─── Exercise materials ───
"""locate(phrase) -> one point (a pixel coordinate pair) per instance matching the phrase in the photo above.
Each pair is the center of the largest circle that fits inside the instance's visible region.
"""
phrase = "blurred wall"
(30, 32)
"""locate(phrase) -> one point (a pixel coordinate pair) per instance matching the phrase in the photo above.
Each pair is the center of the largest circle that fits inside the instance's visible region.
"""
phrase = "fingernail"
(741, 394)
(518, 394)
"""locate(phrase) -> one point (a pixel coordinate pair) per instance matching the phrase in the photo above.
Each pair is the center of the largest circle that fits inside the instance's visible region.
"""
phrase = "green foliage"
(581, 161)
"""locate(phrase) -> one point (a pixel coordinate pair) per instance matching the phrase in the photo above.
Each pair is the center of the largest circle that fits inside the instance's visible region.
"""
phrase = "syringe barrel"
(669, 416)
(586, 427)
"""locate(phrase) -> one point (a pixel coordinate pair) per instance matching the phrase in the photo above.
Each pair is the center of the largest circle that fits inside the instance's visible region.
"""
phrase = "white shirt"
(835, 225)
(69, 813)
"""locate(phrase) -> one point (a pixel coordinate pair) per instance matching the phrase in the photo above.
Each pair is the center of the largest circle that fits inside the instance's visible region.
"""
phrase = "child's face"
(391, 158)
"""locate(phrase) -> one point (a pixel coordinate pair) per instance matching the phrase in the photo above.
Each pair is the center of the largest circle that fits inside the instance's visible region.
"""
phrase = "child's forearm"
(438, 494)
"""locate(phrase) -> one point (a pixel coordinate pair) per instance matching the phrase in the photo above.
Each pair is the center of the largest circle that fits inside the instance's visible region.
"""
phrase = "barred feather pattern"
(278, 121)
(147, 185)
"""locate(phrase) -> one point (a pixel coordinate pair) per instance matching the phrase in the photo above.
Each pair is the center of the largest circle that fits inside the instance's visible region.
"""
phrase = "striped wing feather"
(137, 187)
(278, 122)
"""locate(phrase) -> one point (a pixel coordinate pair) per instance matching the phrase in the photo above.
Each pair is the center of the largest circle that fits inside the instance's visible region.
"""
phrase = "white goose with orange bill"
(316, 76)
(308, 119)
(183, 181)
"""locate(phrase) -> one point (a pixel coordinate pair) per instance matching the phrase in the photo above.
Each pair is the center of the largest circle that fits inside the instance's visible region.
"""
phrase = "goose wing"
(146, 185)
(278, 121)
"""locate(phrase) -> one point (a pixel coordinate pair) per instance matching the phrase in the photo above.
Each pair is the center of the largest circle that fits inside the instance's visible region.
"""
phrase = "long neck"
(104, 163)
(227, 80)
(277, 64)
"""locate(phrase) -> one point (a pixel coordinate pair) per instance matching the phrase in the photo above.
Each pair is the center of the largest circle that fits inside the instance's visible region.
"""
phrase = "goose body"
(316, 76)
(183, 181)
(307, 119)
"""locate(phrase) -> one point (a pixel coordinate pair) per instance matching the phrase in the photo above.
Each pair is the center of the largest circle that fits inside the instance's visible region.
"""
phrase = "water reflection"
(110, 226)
───
Your goal → Print each entry above again, exactly as it was given.

Result for this task →
"""locate(phrase) -> one point (a pixel coordinate pair) per instance matching the phrase in the photo above.
Each pair is the center of the largest circle that fits inside the instance's visible region.
"""
phrase = "blurred wall"
(30, 32)
"""locate(phrase) -> one point (a pixel coordinate pair) per instance matching the phrase in the photo above.
Each pair is the center of the largest circle that fits inside the instance's visible region.
"""
phrase = "fingernail"
(741, 394)
(518, 394)
"""locate(phrase) -> one point (a pixel coordinate pair) per instance matching the phrase in the photo above.
Each pair is the center of the largest circle that fits inside the instance's visible region.
"""
phrase = "green foliage"
(581, 161)
"""locate(phrase) -> one point (a pixel coordinate pair) per instance matching the phrase in the photo above.
Each pair is the center of the largest circle that fits inside the instance's visible region.
"""
phrase = "syringe barrel"
(669, 416)
(586, 427)
"""locate(phrase) -> one point (a pixel coordinate pair) per instance matching the phrase in the photo above.
Each pair is the center of the largest circle that fits inside the instance's visible region.
"""
phrase = "white shirt"
(835, 225)
(69, 813)
"""locate(phrase) -> one point (a pixel coordinate pair) per instance matching the phrase in the photo above.
Each pair is the center of the largest circle that fits inside the instance's visible region.
"""
phrase = "child's face"
(391, 158)
"""locate(phrase) -> one point (a pixel coordinate pair) per instance matching the phrase in the photo above.
Each pair is the center of the largest circle that fits inside the instance's visible region.
"""
phrase = "child's forearm"
(438, 494)
"""locate(phrase) -> one point (a pixel coordinate pair) per instance matching the phrase in the photo above.
Each pair is the center of the largest circle that fits inside the instance's visible region.
"""
phrase = "barred feather pattern"
(278, 121)
(147, 185)
"""locate(phrase) -> one point (a pixel coordinate pair) per instance matching the phrase in the photo above.
Each pair is the center of the largest circle that fits inside the instance's visible region.
"""
phrase = "striped wing feather"
(137, 187)
(278, 122)
"""locate(phrase) -> one point (a pixel coordinate pair) per instance matching the phrase in the photo above.
Each pair is the center of the largest circle that fits inside the instance's visible region.
"""
phrase = "white goose with orange bill"
(316, 76)
(308, 119)
(183, 181)
"""locate(phrase) -> one point (a pixel coordinate pair) per instance matching the phrase in the photo above.
Each pair is the center of the largest circle that fits inside the instance's visible region.
"""
phrase = "goose wing"
(146, 185)
(278, 121)
"""locate(phrase) -> one point (a pixel coordinate pair) per instance matching the phrase in the photo above.
Each pair is the center of the largest circle that fits inside the instance's visible region.
"""
phrase = "long neck"
(104, 163)
(227, 80)
(277, 64)
"""locate(phrase) -> one point (a pixel coordinate pair) per instance matching the phrase in the photo above.
Each pair is the center of the largest circle that fits inside the instance's visible region.
"""
phrase = "goose body"
(316, 76)
(183, 181)
(307, 119)
"""locate(phrase) -> one point (a pixel coordinate pair) per instance matching the phrase in the photo above.
Each pair is the center of the largest circle that fits inside the instance's visible region.
"""
phrase = "water reflection"
(110, 226)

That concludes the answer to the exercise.